• WHAT TO WORK ON
Rescale the rows from the start through the line containing "195 158 L 202", both ends included, and write them out again with their requests. In the outlines, multiply every point coordinate by 0.55 and round it to a whole number, with halves rounded up.

• LISTED RECORDS
>>>>>
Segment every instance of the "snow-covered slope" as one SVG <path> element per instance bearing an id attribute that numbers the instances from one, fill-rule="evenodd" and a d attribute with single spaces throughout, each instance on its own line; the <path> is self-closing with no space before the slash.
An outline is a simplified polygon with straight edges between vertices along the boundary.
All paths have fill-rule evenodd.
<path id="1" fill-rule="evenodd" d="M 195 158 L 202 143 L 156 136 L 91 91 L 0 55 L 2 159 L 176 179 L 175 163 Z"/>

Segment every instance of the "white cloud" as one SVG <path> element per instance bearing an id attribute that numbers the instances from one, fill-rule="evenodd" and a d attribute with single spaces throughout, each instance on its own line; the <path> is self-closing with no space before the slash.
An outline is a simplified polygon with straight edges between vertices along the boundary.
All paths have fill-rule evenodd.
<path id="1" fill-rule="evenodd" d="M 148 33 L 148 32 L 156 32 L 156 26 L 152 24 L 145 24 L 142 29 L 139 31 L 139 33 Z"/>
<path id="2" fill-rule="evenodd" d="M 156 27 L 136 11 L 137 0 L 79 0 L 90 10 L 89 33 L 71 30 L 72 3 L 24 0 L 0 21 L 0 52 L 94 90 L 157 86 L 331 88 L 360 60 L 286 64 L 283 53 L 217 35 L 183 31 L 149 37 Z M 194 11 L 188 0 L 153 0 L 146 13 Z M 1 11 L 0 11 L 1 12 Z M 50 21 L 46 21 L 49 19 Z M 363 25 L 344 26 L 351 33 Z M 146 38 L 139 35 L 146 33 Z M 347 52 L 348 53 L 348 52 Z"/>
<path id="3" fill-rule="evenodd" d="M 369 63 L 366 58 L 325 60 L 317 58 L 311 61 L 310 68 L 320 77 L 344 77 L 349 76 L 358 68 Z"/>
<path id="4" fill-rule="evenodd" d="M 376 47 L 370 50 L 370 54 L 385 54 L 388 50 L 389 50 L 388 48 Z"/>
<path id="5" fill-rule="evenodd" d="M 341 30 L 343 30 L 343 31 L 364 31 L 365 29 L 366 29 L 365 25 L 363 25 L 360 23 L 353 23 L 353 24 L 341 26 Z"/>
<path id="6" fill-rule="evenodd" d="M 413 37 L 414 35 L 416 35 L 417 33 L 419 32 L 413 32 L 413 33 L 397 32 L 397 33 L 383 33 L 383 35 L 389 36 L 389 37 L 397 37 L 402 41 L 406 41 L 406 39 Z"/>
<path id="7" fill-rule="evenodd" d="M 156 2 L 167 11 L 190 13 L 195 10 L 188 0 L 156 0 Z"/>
<<<<<
• TASK RESULT
Segment every instance of the "snow-covered slope" as one SVG <path> element per instance bearing an id attribute that numbers the instances from one, fill-rule="evenodd" and a d attribute with single spaces throughout, each instance on its own line; the <path> is self-closing with no space before the slash.
An outline is a simplified polygon with straight edges between vertices along the boundary.
All paths have fill-rule evenodd.
<path id="1" fill-rule="evenodd" d="M 107 87 L 111 79 L 86 75 L 50 50 L 0 30 L 1 87 L 97 98 L 96 90 Z"/>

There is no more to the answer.